→ **Excerpts from a dataset**
----------------

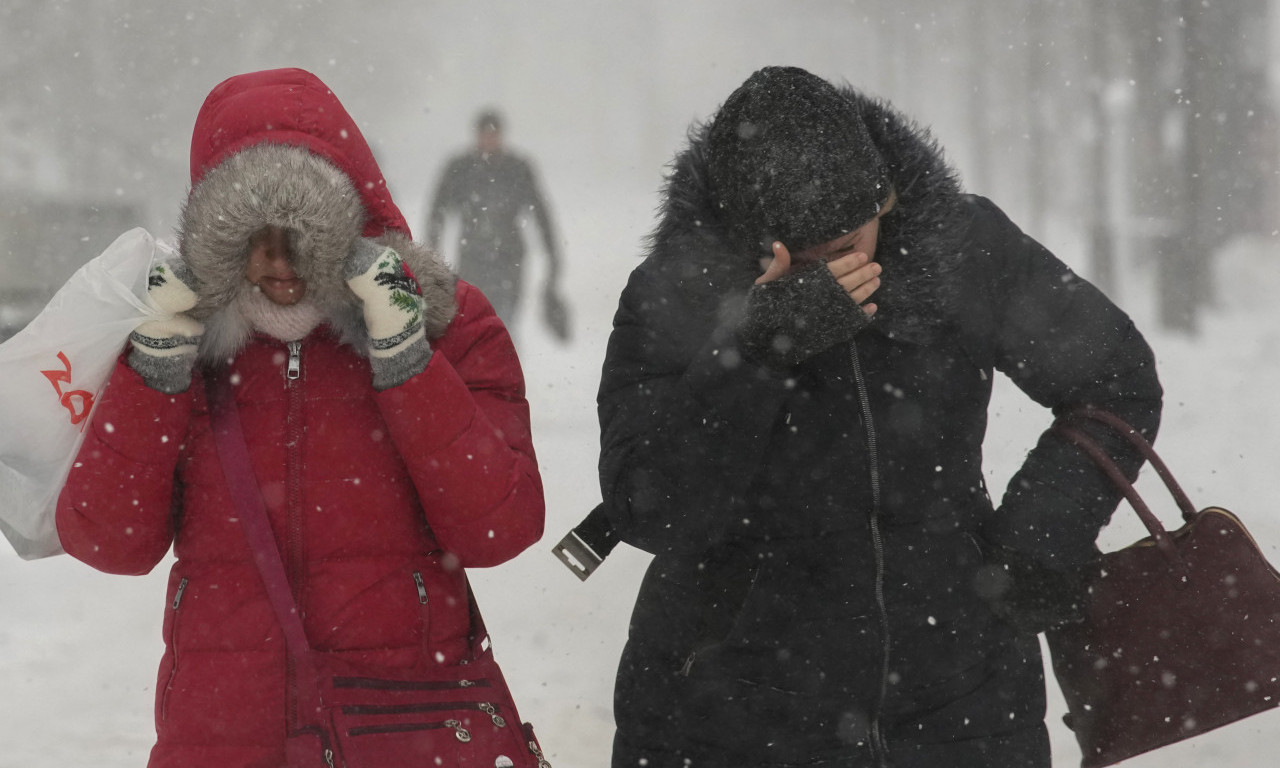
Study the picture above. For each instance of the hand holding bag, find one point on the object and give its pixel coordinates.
(1182, 630)
(362, 716)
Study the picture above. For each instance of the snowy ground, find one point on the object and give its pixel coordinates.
(78, 649)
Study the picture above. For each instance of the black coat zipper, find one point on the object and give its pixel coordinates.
(880, 748)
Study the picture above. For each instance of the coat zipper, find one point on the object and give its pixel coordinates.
(173, 643)
(880, 748)
(293, 551)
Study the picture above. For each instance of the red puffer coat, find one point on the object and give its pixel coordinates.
(378, 499)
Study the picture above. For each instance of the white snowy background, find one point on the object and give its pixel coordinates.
(78, 649)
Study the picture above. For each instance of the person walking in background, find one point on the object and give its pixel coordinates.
(792, 408)
(493, 192)
(383, 410)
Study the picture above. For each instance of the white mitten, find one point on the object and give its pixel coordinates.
(392, 304)
(164, 347)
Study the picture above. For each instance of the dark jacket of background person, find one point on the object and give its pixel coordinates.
(817, 594)
(378, 498)
(492, 195)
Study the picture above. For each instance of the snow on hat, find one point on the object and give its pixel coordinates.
(790, 159)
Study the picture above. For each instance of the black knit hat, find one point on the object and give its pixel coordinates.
(790, 159)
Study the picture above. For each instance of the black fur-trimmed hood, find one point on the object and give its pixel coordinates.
(920, 241)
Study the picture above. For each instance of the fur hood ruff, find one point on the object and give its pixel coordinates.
(277, 149)
(920, 242)
(289, 187)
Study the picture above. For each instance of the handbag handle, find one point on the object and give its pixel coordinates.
(1148, 452)
(1109, 467)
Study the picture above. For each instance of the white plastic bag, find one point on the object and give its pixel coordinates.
(50, 375)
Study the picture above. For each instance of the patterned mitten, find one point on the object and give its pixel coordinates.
(393, 312)
(164, 347)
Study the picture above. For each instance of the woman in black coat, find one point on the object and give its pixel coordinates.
(792, 410)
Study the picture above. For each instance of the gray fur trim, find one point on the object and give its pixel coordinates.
(261, 186)
(289, 187)
(796, 316)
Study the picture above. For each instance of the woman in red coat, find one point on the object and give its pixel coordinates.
(383, 407)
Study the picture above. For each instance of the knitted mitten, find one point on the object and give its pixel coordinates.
(164, 347)
(796, 316)
(392, 304)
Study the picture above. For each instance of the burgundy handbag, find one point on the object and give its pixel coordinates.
(1182, 631)
(360, 716)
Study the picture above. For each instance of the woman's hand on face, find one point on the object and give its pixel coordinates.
(859, 277)
(855, 273)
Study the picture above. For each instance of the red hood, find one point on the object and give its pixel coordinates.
(291, 106)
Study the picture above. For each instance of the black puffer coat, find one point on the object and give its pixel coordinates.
(817, 531)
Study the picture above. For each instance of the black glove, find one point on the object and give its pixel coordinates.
(796, 316)
(1029, 594)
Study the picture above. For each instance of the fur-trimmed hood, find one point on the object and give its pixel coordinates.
(278, 149)
(920, 241)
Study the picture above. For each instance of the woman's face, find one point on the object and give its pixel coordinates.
(270, 266)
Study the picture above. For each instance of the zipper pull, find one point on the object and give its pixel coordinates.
(462, 734)
(538, 753)
(421, 588)
(177, 594)
(295, 369)
(498, 721)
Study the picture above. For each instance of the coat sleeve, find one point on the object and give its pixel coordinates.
(1064, 343)
(462, 430)
(685, 417)
(117, 511)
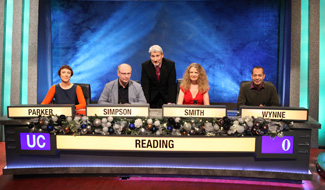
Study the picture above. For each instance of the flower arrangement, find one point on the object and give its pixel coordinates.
(82, 125)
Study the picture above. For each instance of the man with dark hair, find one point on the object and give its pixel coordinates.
(158, 78)
(258, 92)
(122, 90)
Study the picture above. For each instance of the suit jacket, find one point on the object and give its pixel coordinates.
(165, 87)
(250, 97)
(110, 93)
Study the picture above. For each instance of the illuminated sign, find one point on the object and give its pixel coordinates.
(173, 144)
(24, 111)
(277, 145)
(197, 111)
(35, 141)
(119, 110)
(275, 113)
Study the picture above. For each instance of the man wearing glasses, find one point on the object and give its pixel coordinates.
(122, 90)
(258, 92)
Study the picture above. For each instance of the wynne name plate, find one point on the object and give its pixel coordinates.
(197, 111)
(118, 110)
(25, 111)
(275, 113)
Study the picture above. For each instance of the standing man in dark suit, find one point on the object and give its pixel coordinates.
(158, 78)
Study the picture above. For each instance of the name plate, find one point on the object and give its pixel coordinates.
(275, 113)
(118, 110)
(197, 111)
(170, 144)
(25, 111)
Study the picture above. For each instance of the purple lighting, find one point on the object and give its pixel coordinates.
(35, 141)
(277, 145)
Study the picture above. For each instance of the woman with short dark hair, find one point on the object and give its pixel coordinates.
(66, 92)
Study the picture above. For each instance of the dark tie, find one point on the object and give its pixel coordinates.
(158, 72)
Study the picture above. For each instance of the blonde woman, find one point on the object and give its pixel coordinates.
(194, 87)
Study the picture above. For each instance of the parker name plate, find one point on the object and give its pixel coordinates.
(197, 111)
(170, 144)
(275, 113)
(118, 110)
(25, 111)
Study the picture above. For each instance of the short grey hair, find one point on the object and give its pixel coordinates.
(155, 48)
(118, 68)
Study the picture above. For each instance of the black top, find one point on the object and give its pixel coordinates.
(123, 93)
(66, 96)
(159, 92)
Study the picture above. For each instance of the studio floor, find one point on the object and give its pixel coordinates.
(145, 183)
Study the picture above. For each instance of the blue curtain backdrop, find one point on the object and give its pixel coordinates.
(227, 37)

----------------

→ **Task statement**
Retype each line above exactly and leave out any picture.

→ **Response**
Study the picture above. For each instance of the hand holding bag, find one point on the object and give its pixel coordinates.
(1182, 630)
(362, 716)
Study the picture above. For each instance of the snowy ground, find one point on the object and give its pixel coordinates.
(78, 649)
Study the picture above. For each instance of the black coat zipper, find one point on the object and give its pixel coordinates.
(880, 748)
Study the picture above. For each instance of the coat zipper, find one point on the object and give its pixel coordinates.
(173, 643)
(880, 748)
(293, 551)
Study the picture above. For each instance of the red puffer coat, find one point on the object and give its pixel coordinates.
(378, 499)
Study the picture above. For each instance of the white snowy background, find one point on the object and give its pixel coordinates.
(78, 649)
Study the picture above. For each instance of the person walking in background, find one point on the object and give its pixel coordinates.
(792, 408)
(493, 192)
(383, 410)
Study the picture above. For each instance of the white mitten, find one point on the object and give its pixel coordinates.
(392, 304)
(164, 347)
Study the picture above. For each instance of the dark jacket of background person, find one point on the object and give its pixel coordinates.
(817, 594)
(378, 498)
(492, 195)
Study the picture above. For each instance of the snow on hat, find one point on the object and give its pixel coordinates.
(790, 159)
Study the picture above. For each instance of the black knit hat, find one point on the object and give its pixel coordinates.
(790, 159)
Study the picture above. For each instance of the black fur-trimmed hood, find one point on the object and give its pixel coordinates.
(920, 241)
Study the picture above. For each instance of the fur hood ruff, find one point on the object and give its pixel coordinates.
(277, 149)
(920, 242)
(289, 187)
Study the picture above. For each instance of the handbag handle, find one point on the object and give its pixel coordinates.
(1148, 452)
(1109, 467)
Study the picture above. For each instance of the white plastic bag, find one point on the object and give its pixel coordinates.
(50, 375)
Study the picture above. For each instance of the patterned mitten, find one point on the object and give its pixel coordinates.
(393, 312)
(164, 347)
Study the picture above. For each instance of the woman in black coat, find one point on the object and give its pixel coordinates.
(792, 410)
Study the picture above. For each instance of the gray fur trim, find one point on the object and give its pixel coordinates.
(261, 186)
(289, 187)
(796, 316)
Study the picture above. For each instance of the woman in red coat, find one point on the object and give its pixel coordinates.
(383, 407)
Study the picture above. For each instance of the knitted mitten, find one point on the object and give its pixel coordinates.
(164, 347)
(796, 316)
(392, 304)
Study the picture above. For each instance of the burgundy handbag, find one point on the object and give its pixel coordinates.
(1182, 631)
(360, 716)
Study the picture above. For each instance of the woman's hand on face, find one point on the object and give its pixel coordinates.
(859, 277)
(855, 273)
Study the picture above. For each instance of the red hood, find one point on the object and give its pixel coordinates.
(291, 106)
Study the picture above. For each instance of the black puffer coat, find one point on the object and give its pixel coordinates.
(817, 531)
Study the picture above. For each instance of the black glove, find one point on the object and give its pixel coordinates.
(796, 316)
(1029, 594)
Study the picture above. For each instance of the fur-trimmed hood, find one point on the object and give its pixel coordinates.
(278, 149)
(920, 241)
Study the picture above. For each instance of the woman's face, find one point on the object and give its pixel coordinates.
(270, 266)
Study the picture above. For each instance of the zipper pull, find one point on the object and give its pixel coordinates.
(462, 734)
(538, 753)
(421, 588)
(177, 594)
(295, 369)
(498, 721)
Study the picture above. For each instance of the coat sleeve, find one point on the object and give its pixel coordinates.
(1064, 343)
(462, 430)
(685, 417)
(117, 511)
Study the picture above. For each instance of the flower arrangement, find one point on the object and give its pixel coordinates.
(82, 125)
Study the picture above. For each instance of the man with dark hair, find one point on the object and give its pixel coordinates.
(158, 78)
(258, 92)
(122, 90)
Study the picture above. For each instance of the suit jacket, find one point on the object and give its pixel coordinates.
(165, 87)
(250, 97)
(110, 93)
Study the picture above. For each instance of the illuminated sign, find one point on the object and give its pixel coordinates.
(173, 144)
(24, 111)
(277, 145)
(197, 111)
(35, 141)
(119, 110)
(275, 113)
Study the picture above. For each instance of the man wearing glasses, find one point on the object and give its pixel coordinates.
(122, 90)
(258, 92)
Study the picture above. For each instance of the wynne name plate, find one point on the object and give its pixel coordinates.
(197, 111)
(118, 110)
(25, 111)
(275, 113)
Study the picture above. For each instance of the standing man in dark suit, find one point on the object and give its pixel coordinates.
(158, 78)
Study the picture above. For each instance of the name plate, find one point on the object and give its pixel coordinates.
(275, 113)
(118, 110)
(197, 111)
(170, 144)
(25, 111)
Study the picture above. For each instance of the purple lighting, find one point on the object and give its pixel coordinates.
(35, 141)
(277, 145)
Study the picture above. For each instance of the woman with short dark hair, find one point on the object and give its pixel coordinates.
(66, 92)
Study the picture above. For each instance of the dark tie, find one point on the object and give its pixel coordinates.
(158, 72)
Study the picture above. For each instance of the blonde woman, find one point on the object and give its pixel coordinates.
(194, 87)
Study the picture above. For each instance of the parker name plate, find one point on the object and give its pixel coordinates.
(197, 111)
(170, 144)
(275, 113)
(118, 110)
(25, 111)
Study the picture above. For each instance of the short grey hair, find one point on the object and give its pixel coordinates.
(155, 48)
(118, 68)
Study the picture above. For each instance of the black top, find one point on the object and give its pixel coordinates.
(123, 93)
(66, 96)
(159, 92)
Study the picture above. For each instance of the studio floor, find one point on the object and give its pixel coordinates.
(145, 183)
Study the picture above. For each instance of the blue curtain backdrop, find one point on the object and give its pixel coordinates.
(227, 37)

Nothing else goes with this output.